EXERCISE TASK –
Reproduce the stretch from the line containing "target: large rock" through the end of the records, swapping "self-closing" for "empty" and leaving all else unchanged. Leave the pictures out of your answer.

THE DATA –
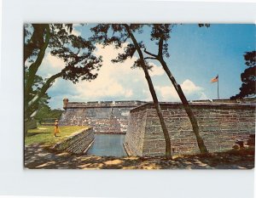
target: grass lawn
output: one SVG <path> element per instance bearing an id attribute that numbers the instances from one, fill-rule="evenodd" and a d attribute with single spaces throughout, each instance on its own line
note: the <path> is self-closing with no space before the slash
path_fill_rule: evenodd
<path id="1" fill-rule="evenodd" d="M 25 137 L 25 145 L 31 144 L 44 144 L 47 146 L 55 144 L 67 138 L 67 136 L 82 128 L 88 128 L 86 126 L 61 126 L 61 133 L 54 137 L 54 126 L 38 126 L 38 128 L 28 130 Z"/>

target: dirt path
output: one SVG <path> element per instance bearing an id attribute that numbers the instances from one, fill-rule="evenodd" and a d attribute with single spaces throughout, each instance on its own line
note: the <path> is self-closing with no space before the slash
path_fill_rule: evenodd
<path id="1" fill-rule="evenodd" d="M 251 169 L 253 152 L 212 154 L 210 156 L 179 156 L 166 161 L 161 157 L 102 157 L 55 153 L 40 144 L 25 149 L 25 168 L 29 169 Z"/>

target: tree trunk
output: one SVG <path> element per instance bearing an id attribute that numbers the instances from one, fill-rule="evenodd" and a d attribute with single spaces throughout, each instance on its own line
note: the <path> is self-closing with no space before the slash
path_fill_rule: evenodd
<path id="1" fill-rule="evenodd" d="M 158 115 L 158 117 L 160 119 L 161 127 L 162 127 L 162 130 L 163 130 L 163 133 L 164 133 L 164 137 L 165 137 L 165 140 L 166 140 L 166 157 L 167 160 L 170 160 L 170 159 L 172 159 L 170 136 L 169 136 L 168 130 L 167 130 L 165 120 L 164 120 L 164 116 L 163 116 L 161 110 L 160 110 L 160 106 L 159 105 L 159 101 L 158 101 L 158 99 L 157 99 L 157 96 L 156 96 L 156 93 L 155 93 L 155 91 L 154 91 L 154 88 L 153 82 L 151 81 L 151 77 L 148 74 L 148 71 L 147 65 L 146 65 L 145 61 L 144 61 L 143 52 L 142 52 L 142 50 L 141 50 L 135 37 L 134 37 L 134 35 L 131 31 L 129 25 L 126 25 L 126 24 L 124 25 L 125 25 L 130 37 L 131 38 L 131 40 L 132 40 L 132 42 L 135 45 L 135 48 L 136 48 L 136 49 L 137 49 L 137 51 L 139 54 L 140 59 L 142 61 L 142 66 L 143 66 L 143 71 L 145 73 L 145 77 L 146 77 L 146 80 L 148 82 L 149 91 L 150 91 L 150 93 L 151 93 L 152 98 L 153 98 L 154 105 L 154 107 L 156 109 L 156 112 L 157 112 L 157 115 Z"/>
<path id="2" fill-rule="evenodd" d="M 192 125 L 192 127 L 193 127 L 193 131 L 194 131 L 194 133 L 195 135 L 195 138 L 196 138 L 196 141 L 197 141 L 197 144 L 198 144 L 198 147 L 199 147 L 199 150 L 201 151 L 201 154 L 205 154 L 205 153 L 208 153 L 208 150 L 204 144 L 204 141 L 202 139 L 202 138 L 201 137 L 200 135 L 200 133 L 199 133 L 199 127 L 198 127 L 198 124 L 197 124 L 197 120 L 196 118 L 195 117 L 189 105 L 189 102 L 180 87 L 179 84 L 177 83 L 174 76 L 172 76 L 171 71 L 169 70 L 166 61 L 163 59 L 159 59 L 160 64 L 162 65 L 165 71 L 166 72 L 169 79 L 171 80 L 172 85 L 174 86 L 183 105 L 183 107 L 185 109 L 185 111 L 189 118 L 189 121 L 191 122 L 191 125 Z"/>

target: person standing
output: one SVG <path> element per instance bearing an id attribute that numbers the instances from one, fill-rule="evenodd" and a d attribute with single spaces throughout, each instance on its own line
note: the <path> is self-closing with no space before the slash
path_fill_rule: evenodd
<path id="1" fill-rule="evenodd" d="M 57 137 L 57 133 L 60 133 L 59 121 L 55 120 L 55 137 Z"/>

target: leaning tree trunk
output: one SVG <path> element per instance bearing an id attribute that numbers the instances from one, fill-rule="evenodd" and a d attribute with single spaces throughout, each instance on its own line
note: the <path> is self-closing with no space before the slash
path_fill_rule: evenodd
<path id="1" fill-rule="evenodd" d="M 149 76 L 147 65 L 146 65 L 145 61 L 144 61 L 143 52 L 142 52 L 142 50 L 141 50 L 135 37 L 134 37 L 134 35 L 131 31 L 129 25 L 126 25 L 126 24 L 124 25 L 125 25 L 130 37 L 131 38 L 131 40 L 134 43 L 134 46 L 135 46 L 135 48 L 136 48 L 136 49 L 137 49 L 137 51 L 139 54 L 140 59 L 142 61 L 142 67 L 143 67 L 143 71 L 145 73 L 145 78 L 148 82 L 149 91 L 150 91 L 150 93 L 151 93 L 152 98 L 153 98 L 154 105 L 154 107 L 156 109 L 156 112 L 157 112 L 157 115 L 158 115 L 158 117 L 160 119 L 161 127 L 162 127 L 162 130 L 163 130 L 163 133 L 164 133 L 164 137 L 165 137 L 165 140 L 166 140 L 166 157 L 167 160 L 170 160 L 170 159 L 172 159 L 170 136 L 169 136 L 168 130 L 167 130 L 165 120 L 164 120 L 164 116 L 163 116 L 161 110 L 160 110 L 160 106 L 159 105 L 159 101 L 158 101 L 158 99 L 157 99 L 157 96 L 156 96 L 156 93 L 155 93 L 155 91 L 154 91 L 154 85 L 153 85 L 151 77 Z"/>
<path id="2" fill-rule="evenodd" d="M 163 59 L 159 59 L 160 64 L 162 65 L 165 71 L 166 72 L 169 79 L 171 80 L 172 85 L 174 86 L 182 103 L 183 103 L 183 105 L 185 109 L 185 111 L 189 118 L 189 121 L 191 122 L 191 125 L 192 125 L 192 127 L 193 127 L 193 131 L 194 131 L 194 133 L 195 135 L 195 138 L 196 138 L 196 141 L 197 141 L 197 144 L 198 144 L 198 147 L 199 147 L 199 150 L 200 150 L 200 152 L 201 154 L 205 154 L 205 153 L 208 153 L 208 150 L 204 144 L 204 140 L 202 139 L 202 138 L 201 137 L 200 133 L 199 133 L 199 127 L 198 127 L 198 124 L 197 124 L 197 120 L 196 118 L 195 117 L 189 105 L 189 102 L 180 87 L 179 84 L 177 83 L 174 76 L 172 76 L 171 71 L 169 70 L 166 61 Z"/>

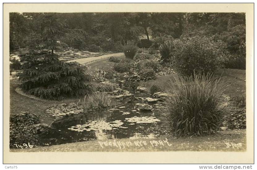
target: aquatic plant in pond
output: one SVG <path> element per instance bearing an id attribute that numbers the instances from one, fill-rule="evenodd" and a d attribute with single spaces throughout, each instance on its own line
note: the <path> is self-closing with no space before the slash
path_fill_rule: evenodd
<path id="1" fill-rule="evenodd" d="M 82 108 L 84 111 L 87 108 L 97 109 L 107 108 L 111 106 L 111 99 L 106 93 L 93 92 L 85 96 L 82 101 Z"/>
<path id="2" fill-rule="evenodd" d="M 153 116 L 133 117 L 125 119 L 127 121 L 135 123 L 152 123 L 159 122 L 160 120 Z"/>
<path id="3" fill-rule="evenodd" d="M 124 123 L 119 120 L 109 122 L 103 121 L 97 122 L 89 120 L 84 124 L 77 124 L 68 129 L 78 132 L 83 132 L 84 130 L 89 131 L 98 130 L 112 130 L 114 127 L 120 128 Z"/>

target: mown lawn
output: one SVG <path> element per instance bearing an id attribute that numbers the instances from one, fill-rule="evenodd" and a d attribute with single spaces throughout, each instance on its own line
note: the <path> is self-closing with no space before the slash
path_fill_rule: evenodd
<path id="1" fill-rule="evenodd" d="M 67 143 L 31 149 L 11 149 L 19 152 L 226 151 L 246 150 L 246 131 L 234 130 L 204 137 L 165 137 L 154 139 L 119 139 Z"/>
<path id="2" fill-rule="evenodd" d="M 227 89 L 224 93 L 228 96 L 246 96 L 246 71 L 245 70 L 238 69 L 222 69 L 216 73 L 216 76 L 221 76 L 228 82 Z M 157 76 L 156 79 L 146 82 L 141 81 L 140 85 L 150 87 L 155 84 L 163 87 L 168 91 L 170 85 L 174 81 L 175 76 L 179 76 L 178 73 L 165 76 Z"/>

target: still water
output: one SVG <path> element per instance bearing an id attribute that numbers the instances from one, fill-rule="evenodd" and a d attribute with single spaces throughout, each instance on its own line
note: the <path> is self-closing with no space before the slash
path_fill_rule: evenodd
<path id="1" fill-rule="evenodd" d="M 166 134 L 166 128 L 161 125 L 158 118 L 163 104 L 159 102 L 149 104 L 152 111 L 139 110 L 138 106 L 143 103 L 145 103 L 136 99 L 111 109 L 65 117 L 40 135 L 40 145 L 109 139 L 154 138 Z"/>

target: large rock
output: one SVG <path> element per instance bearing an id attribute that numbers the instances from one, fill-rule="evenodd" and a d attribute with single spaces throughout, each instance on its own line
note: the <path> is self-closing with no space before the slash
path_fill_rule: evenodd
<path id="1" fill-rule="evenodd" d="M 172 95 L 169 93 L 164 93 L 162 92 L 157 92 L 153 94 L 153 96 L 159 100 L 165 100 L 169 98 Z"/>
<path id="2" fill-rule="evenodd" d="M 152 106 L 147 104 L 143 104 L 139 106 L 138 108 L 140 110 L 152 110 Z"/>
<path id="3" fill-rule="evenodd" d="M 43 132 L 49 127 L 49 125 L 45 123 L 35 124 L 31 126 L 32 129 L 40 132 Z"/>

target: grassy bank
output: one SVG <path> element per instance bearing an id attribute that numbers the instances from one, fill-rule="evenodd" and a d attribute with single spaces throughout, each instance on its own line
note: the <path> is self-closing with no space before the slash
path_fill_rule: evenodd
<path id="1" fill-rule="evenodd" d="M 169 138 L 132 139 L 121 139 L 106 141 L 67 143 L 31 149 L 11 149 L 11 152 L 148 151 L 241 151 L 246 150 L 246 130 L 221 132 L 217 135 Z"/>

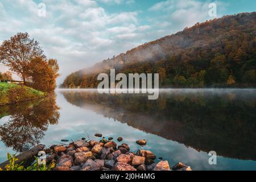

TASK ANSWER –
target: large rock
output: one SVG <path> element per instance bearing an id attribute that numbers the instances from one, fill-rule="evenodd" and a d attribute with single spaces throughout, each instance on its own line
note: the <path> is empty with no space before the slash
path_fill_rule: evenodd
<path id="1" fill-rule="evenodd" d="M 172 95 L 169 93 L 164 93 L 162 92 L 157 92 L 153 94 L 153 96 L 159 100 L 165 100 L 169 98 Z"/>
<path id="2" fill-rule="evenodd" d="M 152 106 L 147 104 L 143 104 L 139 106 L 138 108 L 140 110 L 152 110 Z"/>
<path id="3" fill-rule="evenodd" d="M 43 132 L 49 127 L 49 125 L 45 123 L 35 124 L 31 126 L 32 129 L 40 132 Z"/>

target: grassy bank
output: one SVG <path> element per instance bearing an id attribute that numbers the instances from one, fill-rule="evenodd" and a d attribute with single spaces throughout, each instance on its own line
note: the <path> is empty with no space before the slash
path_fill_rule: evenodd
<path id="1" fill-rule="evenodd" d="M 169 138 L 132 139 L 121 139 L 106 141 L 67 143 L 31 149 L 11 149 L 11 152 L 148 151 L 241 151 L 246 150 L 246 130 L 221 132 L 217 135 Z"/>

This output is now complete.